┌──

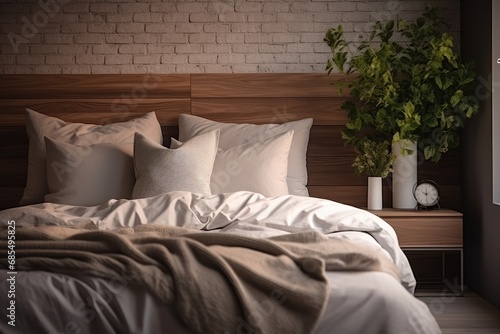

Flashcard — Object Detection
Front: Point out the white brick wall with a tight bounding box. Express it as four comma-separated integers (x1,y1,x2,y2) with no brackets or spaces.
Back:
0,0,460,74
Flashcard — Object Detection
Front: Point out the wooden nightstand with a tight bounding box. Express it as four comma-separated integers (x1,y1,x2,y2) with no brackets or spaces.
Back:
371,208,464,295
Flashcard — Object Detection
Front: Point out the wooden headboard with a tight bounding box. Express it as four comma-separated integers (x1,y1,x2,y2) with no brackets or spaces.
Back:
0,73,461,210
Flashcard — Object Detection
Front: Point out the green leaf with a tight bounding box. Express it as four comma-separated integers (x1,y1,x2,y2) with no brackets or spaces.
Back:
435,77,443,89
424,146,436,160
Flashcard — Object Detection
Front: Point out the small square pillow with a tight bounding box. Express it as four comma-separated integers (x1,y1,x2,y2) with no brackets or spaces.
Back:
179,114,313,196
170,131,293,197
132,130,219,198
20,109,163,205
45,137,135,206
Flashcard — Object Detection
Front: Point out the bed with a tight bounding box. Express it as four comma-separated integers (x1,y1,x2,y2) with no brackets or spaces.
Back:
0,74,450,333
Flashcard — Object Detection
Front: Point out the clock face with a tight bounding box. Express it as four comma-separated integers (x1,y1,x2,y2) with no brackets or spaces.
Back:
414,182,439,206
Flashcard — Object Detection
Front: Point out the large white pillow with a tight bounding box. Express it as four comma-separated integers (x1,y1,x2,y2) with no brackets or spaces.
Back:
132,130,219,198
20,109,163,205
179,114,313,196
170,131,293,197
45,137,135,206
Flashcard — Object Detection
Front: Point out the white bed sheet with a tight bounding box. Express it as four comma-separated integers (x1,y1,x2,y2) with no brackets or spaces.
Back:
0,192,440,334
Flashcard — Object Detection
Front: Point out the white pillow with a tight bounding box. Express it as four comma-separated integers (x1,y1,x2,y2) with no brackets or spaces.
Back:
170,131,293,197
45,137,135,206
20,109,163,205
179,114,313,196
132,130,219,198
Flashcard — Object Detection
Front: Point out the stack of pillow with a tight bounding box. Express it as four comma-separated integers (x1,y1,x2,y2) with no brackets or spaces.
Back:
20,109,312,206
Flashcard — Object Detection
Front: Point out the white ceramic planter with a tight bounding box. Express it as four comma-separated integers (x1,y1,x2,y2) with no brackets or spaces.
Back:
392,141,417,209
368,176,382,210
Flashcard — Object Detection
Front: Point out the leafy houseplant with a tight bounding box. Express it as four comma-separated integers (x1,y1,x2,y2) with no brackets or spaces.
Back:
352,139,395,178
324,7,478,162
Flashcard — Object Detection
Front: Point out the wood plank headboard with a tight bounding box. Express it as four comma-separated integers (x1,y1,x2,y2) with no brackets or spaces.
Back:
0,73,461,210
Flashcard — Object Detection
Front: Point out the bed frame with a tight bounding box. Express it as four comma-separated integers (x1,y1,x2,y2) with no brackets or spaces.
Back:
0,73,461,210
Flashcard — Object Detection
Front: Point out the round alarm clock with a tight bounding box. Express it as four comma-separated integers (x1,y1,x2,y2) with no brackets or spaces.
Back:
413,180,439,210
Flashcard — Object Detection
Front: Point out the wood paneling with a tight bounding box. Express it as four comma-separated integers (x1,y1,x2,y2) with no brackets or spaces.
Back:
0,74,191,100
191,97,347,125
0,98,191,126
191,73,349,98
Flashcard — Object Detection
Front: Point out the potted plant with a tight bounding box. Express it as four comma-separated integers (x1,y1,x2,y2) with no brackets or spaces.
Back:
352,137,396,210
324,7,478,208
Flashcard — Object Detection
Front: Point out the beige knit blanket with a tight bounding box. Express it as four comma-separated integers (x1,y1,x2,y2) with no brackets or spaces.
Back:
0,225,399,334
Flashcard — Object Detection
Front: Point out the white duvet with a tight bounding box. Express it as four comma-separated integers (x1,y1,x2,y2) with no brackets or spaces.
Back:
0,192,441,334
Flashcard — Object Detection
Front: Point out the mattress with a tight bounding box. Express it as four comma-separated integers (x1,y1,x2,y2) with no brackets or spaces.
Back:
0,191,441,333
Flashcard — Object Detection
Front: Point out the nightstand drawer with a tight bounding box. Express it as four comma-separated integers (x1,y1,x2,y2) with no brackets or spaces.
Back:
384,217,463,248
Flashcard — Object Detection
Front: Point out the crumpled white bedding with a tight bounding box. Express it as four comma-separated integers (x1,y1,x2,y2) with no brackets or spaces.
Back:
0,192,440,334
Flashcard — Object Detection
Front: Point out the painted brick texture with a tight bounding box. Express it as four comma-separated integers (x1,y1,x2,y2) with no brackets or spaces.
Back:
0,0,460,74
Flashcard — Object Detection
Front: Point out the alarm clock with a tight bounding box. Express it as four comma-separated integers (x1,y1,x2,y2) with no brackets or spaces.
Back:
413,180,440,210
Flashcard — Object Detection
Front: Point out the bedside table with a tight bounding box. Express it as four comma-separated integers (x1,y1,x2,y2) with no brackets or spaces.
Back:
370,208,464,295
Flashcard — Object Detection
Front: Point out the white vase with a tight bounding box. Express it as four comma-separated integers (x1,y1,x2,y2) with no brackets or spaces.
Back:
392,141,417,209
368,176,382,210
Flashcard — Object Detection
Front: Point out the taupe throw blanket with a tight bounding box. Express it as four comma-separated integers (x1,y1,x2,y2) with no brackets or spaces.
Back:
0,225,398,334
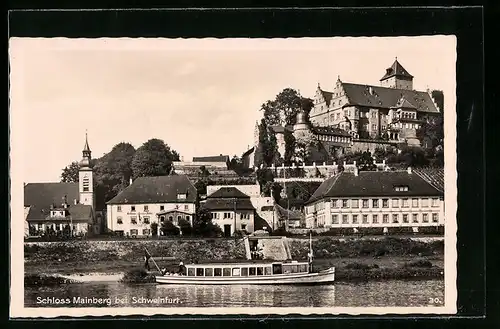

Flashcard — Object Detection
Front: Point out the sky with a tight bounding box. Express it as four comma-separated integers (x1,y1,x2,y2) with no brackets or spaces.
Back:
9,36,456,182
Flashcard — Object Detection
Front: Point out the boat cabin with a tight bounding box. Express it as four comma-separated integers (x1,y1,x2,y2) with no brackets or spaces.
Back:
186,262,309,277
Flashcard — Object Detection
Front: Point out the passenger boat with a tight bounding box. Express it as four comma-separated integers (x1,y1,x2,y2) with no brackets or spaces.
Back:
152,232,335,285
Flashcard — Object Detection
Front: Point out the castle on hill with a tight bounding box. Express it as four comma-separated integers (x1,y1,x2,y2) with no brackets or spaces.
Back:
242,59,443,168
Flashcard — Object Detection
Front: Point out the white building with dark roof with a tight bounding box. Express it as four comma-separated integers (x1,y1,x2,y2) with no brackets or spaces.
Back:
305,168,445,229
107,175,197,236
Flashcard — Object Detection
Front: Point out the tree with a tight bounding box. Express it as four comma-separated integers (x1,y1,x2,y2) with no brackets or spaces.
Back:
131,138,179,178
261,88,313,126
61,161,80,183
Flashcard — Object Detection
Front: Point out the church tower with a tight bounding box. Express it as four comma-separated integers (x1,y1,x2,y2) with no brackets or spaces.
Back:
380,57,413,90
78,133,95,210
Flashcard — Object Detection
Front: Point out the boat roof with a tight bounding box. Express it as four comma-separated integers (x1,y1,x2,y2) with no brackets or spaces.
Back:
185,260,308,267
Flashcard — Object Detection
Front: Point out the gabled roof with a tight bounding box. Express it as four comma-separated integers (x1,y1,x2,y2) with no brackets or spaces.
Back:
24,183,80,209
193,154,229,162
380,59,413,81
107,175,197,204
342,83,439,113
307,171,443,203
207,186,250,199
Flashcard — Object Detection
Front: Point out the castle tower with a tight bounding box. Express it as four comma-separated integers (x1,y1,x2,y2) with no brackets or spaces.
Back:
78,133,95,209
380,57,413,90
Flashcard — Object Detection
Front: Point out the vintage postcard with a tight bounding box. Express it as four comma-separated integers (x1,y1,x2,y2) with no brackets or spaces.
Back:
9,36,457,318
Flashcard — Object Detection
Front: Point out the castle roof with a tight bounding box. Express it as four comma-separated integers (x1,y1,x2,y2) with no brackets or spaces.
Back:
107,175,197,204
380,59,413,81
307,171,443,203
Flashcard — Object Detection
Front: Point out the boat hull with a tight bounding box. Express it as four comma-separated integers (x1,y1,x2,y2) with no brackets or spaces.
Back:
156,268,335,285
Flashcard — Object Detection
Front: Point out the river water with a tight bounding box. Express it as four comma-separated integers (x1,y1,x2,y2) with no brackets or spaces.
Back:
24,280,444,307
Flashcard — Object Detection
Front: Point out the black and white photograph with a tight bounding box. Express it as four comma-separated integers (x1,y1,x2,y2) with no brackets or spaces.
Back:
9,35,457,317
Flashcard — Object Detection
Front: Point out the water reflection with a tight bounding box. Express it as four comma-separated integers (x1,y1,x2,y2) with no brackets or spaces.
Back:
25,280,444,307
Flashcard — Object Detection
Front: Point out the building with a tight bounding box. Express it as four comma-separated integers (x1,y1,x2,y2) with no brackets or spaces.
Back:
305,168,445,231
202,187,255,236
309,59,442,145
107,175,197,236
24,136,96,236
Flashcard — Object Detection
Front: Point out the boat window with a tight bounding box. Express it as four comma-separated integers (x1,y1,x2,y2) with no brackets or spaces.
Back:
273,264,283,274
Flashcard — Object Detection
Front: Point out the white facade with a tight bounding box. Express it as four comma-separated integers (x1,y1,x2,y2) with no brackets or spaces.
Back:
305,196,445,228
106,203,196,236
210,210,254,235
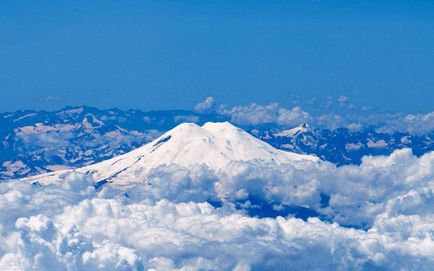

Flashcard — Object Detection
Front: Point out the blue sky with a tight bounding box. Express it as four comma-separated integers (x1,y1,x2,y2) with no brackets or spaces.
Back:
0,1,434,112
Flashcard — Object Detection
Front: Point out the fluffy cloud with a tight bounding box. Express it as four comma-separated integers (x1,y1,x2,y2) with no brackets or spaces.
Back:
220,103,312,126
194,97,216,113
0,150,434,270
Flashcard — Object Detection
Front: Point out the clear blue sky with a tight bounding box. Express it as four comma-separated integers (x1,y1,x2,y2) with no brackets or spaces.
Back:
0,0,434,112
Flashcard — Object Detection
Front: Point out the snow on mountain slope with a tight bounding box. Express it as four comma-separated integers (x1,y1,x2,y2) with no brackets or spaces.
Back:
28,122,319,188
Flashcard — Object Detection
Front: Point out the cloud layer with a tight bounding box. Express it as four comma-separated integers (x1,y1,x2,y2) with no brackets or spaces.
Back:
0,150,434,270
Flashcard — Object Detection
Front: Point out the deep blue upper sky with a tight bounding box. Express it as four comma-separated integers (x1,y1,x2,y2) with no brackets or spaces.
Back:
0,0,434,112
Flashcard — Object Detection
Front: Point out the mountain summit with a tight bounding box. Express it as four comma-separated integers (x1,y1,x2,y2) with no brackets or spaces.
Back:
26,122,319,188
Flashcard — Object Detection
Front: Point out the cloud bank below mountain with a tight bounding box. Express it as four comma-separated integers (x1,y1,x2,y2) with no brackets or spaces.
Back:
0,150,434,270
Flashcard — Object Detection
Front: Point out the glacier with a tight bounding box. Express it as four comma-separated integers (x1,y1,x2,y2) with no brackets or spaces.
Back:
0,122,434,270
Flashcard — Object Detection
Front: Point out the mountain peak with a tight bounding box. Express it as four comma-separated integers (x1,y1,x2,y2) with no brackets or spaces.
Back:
26,122,318,188
276,123,314,137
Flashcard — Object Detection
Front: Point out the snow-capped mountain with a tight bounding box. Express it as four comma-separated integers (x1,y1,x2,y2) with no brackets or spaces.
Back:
0,107,434,180
29,122,319,186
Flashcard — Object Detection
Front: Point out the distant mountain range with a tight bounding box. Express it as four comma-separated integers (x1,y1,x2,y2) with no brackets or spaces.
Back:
0,107,434,179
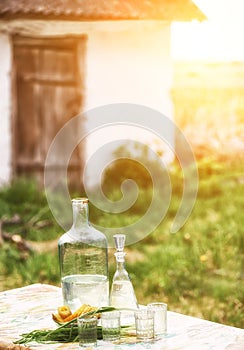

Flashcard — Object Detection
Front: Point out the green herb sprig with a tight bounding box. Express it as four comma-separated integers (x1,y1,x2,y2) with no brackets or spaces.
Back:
14,306,116,344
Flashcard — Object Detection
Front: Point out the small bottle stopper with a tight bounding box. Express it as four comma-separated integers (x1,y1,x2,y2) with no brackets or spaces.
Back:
110,234,138,309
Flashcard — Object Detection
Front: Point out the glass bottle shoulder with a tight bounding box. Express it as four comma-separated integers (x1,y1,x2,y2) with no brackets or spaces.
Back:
58,225,107,248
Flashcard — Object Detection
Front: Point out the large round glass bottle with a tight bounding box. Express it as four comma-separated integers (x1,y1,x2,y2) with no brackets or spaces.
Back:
58,198,109,311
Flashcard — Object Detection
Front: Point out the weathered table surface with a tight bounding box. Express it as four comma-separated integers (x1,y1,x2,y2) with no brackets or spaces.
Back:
0,284,244,350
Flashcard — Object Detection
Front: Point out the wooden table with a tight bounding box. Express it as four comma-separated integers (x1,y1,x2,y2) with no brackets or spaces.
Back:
0,284,244,350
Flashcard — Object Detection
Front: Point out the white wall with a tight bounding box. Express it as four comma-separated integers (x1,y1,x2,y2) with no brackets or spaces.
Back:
0,33,11,185
0,20,174,185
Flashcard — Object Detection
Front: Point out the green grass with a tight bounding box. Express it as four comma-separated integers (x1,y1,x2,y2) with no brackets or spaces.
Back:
0,159,244,328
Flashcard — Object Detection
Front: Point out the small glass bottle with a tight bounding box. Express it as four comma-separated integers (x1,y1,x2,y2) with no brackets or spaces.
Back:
58,198,109,311
110,234,138,309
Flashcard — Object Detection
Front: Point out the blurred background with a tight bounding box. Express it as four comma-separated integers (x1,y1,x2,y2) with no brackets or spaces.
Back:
0,0,244,328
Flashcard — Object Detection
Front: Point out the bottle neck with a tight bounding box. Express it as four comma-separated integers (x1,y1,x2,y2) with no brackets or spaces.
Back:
72,199,89,230
114,252,126,270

└──

_Work to do:_ Pull out every line of the material above that contains the string "building", treating uppercase and lowercase as different.

_Result of the exercise:_
Front: Point out the white building with dark roof with a tight bounding box. Express it as four comma-separated integers (x1,y1,x2,y2) with no brackets or spaces.
Front: Point out the building with a tight bounding box. Express it as four comma-separated integers (x1,y1,x2,y2) with no brackets or spaces.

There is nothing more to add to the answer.